(Examples of point labeling):
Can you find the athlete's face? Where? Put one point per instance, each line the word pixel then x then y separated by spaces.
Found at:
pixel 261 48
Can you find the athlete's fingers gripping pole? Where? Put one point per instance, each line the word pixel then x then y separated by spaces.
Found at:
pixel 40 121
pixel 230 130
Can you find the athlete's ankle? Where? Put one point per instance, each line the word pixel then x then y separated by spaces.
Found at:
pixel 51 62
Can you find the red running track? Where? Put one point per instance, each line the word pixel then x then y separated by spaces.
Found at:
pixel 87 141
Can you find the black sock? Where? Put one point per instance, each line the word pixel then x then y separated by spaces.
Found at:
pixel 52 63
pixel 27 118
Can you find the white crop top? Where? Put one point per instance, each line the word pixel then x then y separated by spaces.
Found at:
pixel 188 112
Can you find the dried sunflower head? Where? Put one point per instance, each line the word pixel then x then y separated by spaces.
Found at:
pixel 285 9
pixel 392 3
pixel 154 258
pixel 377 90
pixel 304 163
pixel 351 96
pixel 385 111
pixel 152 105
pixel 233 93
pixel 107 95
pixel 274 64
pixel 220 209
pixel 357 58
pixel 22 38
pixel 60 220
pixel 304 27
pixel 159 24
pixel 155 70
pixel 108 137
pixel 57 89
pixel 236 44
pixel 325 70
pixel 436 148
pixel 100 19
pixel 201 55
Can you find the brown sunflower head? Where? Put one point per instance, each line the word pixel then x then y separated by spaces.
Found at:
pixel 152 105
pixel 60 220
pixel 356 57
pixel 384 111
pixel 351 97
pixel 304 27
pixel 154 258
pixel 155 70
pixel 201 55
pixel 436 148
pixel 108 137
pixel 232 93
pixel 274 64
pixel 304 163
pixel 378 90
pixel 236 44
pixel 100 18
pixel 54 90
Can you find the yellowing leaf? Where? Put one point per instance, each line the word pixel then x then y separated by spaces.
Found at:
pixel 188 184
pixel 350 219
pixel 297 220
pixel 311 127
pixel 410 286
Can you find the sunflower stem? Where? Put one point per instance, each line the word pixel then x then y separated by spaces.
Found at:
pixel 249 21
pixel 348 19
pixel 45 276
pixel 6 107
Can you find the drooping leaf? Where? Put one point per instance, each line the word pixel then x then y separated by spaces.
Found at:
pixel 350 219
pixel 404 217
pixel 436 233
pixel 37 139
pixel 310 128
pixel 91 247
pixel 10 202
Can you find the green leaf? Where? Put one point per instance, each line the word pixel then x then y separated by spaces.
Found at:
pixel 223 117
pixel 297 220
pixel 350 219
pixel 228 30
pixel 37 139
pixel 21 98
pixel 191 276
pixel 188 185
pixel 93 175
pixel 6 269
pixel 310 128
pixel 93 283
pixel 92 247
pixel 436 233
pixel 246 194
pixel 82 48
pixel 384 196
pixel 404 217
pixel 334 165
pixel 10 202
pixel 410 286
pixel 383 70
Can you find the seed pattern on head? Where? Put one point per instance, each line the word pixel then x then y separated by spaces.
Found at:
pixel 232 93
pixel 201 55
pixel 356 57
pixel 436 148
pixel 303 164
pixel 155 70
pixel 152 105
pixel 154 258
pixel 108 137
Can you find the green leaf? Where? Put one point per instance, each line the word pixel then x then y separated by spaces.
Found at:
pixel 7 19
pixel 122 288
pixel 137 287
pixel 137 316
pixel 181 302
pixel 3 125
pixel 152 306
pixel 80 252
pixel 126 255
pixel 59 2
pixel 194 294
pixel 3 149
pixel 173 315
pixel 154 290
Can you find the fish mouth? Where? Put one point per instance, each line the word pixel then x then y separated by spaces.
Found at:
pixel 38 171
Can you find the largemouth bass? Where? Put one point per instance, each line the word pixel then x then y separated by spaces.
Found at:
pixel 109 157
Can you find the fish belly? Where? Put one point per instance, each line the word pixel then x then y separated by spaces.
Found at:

(Task brief):
Reproduce all of the lines above word for word, from first to last.

(Solution to the exercise):
Can you find the athlete's face? Where? Put one point per instance, each line the word pixel then x then y separated by spaces.
Found at:
pixel 261 48
Can you find the athlete's fingers gripping pole? Where? Put one point per instance, each line the word pixel then x then y separated by spaces.
Found at:
pixel 40 121
pixel 230 130
Can you find the athlete's ankle? Where? Put one point per instance, each line the word pixel then x then y separated by spaces.
Found at:
pixel 51 62
Can you find the red running track? Where? Put one point per instance, each line the word pixel then x then y separated by spaces.
Found at:
pixel 87 141
Can you find the black sock? Where? Put one point per instance, each line the word pixel then x then y separated by spaces.
Found at:
pixel 52 63
pixel 27 118
Can you find the white crop top? Where? Put one point per instance, each line the word pixel then x then y separated by spaces.
Found at:
pixel 188 112
Can you find the dried sunflower head? Where? Put one point per instance, each line the word pixel then x then y separated by spaces.
Found at:
pixel 285 9
pixel 392 3
pixel 154 258
pixel 377 90
pixel 304 163
pixel 351 96
pixel 385 111
pixel 152 105
pixel 233 93
pixel 107 95
pixel 274 64
pixel 220 209
pixel 357 58
pixel 22 38
pixel 60 220
pixel 304 27
pixel 159 24
pixel 155 70
pixel 108 137
pixel 57 89
pixel 236 44
pixel 325 70
pixel 436 148
pixel 100 19
pixel 201 55
Can you find the brown sunflower head? Where? Put one point per instance, each line the word pixel then x then y separated by spaces.
Found at:
pixel 152 105
pixel 60 220
pixel 356 57
pixel 384 111
pixel 351 97
pixel 304 27
pixel 154 258
pixel 155 70
pixel 201 55
pixel 436 148
pixel 108 137
pixel 232 93
pixel 274 64
pixel 304 163
pixel 378 90
pixel 236 44
pixel 100 18
pixel 54 90
Can you find the yellowing leaf? Where? Put one point per instance, each line the word pixel then x then y separated by spaces.
Found at:
pixel 188 184
pixel 350 219
pixel 297 220
pixel 311 127
pixel 410 286
Can you find the sunflower stem? Where? Put one point per instance, each line the word pixel then x then y separated by spaces.
Found at:
pixel 249 21
pixel 348 19
pixel 45 276
pixel 6 107
Can you find the drooping leaf? Where? Put one point per instance, each line the word pixel then x then y separated by spaces.
Found at:
pixel 350 219
pixel 404 217
pixel 436 233
pixel 37 139
pixel 310 128
pixel 91 247
pixel 10 202
Can you find the green leaf? Where? Put one point per instance, each line the word pixel then x then y separated by spaces.
Found at:
pixel 223 117
pixel 297 220
pixel 350 219
pixel 228 30
pixel 37 139
pixel 21 98
pixel 191 276
pixel 188 185
pixel 93 175
pixel 6 269
pixel 310 128
pixel 93 283
pixel 92 247
pixel 436 233
pixel 246 194
pixel 82 48
pixel 384 196
pixel 404 217
pixel 334 165
pixel 10 202
pixel 410 286
pixel 383 70
Can you find the seed pattern on head? Where? Put one point per instance, each line the word pixel then x then y separated by spaces.
Found at:
pixel 232 93
pixel 201 55
pixel 356 57
pixel 436 148
pixel 303 164
pixel 155 70
pixel 152 105
pixel 154 258
pixel 108 137
Can you find the green leaf? Where? Put one point per instance, each line the word pixel then x then y separated by spaces.
Found at:
pixel 7 19
pixel 122 288
pixel 137 287
pixel 137 316
pixel 181 302
pixel 3 125
pixel 152 306
pixel 80 252
pixel 126 255
pixel 59 2
pixel 194 294
pixel 3 149
pixel 173 315
pixel 154 290
Can you find the fish mouth? Where? Put one point per instance, each line the word pixel then x then y separated by spaces.
Found at:
pixel 38 171
Can you find the largemouth bass? Where? Put one point per instance, each line the word pixel then x then y separated by spaces.
Found at:
pixel 109 157
Can you find the fish belly? Where? Put one point per instance, each line the word pixel then x then y separated by spaces.
Found at:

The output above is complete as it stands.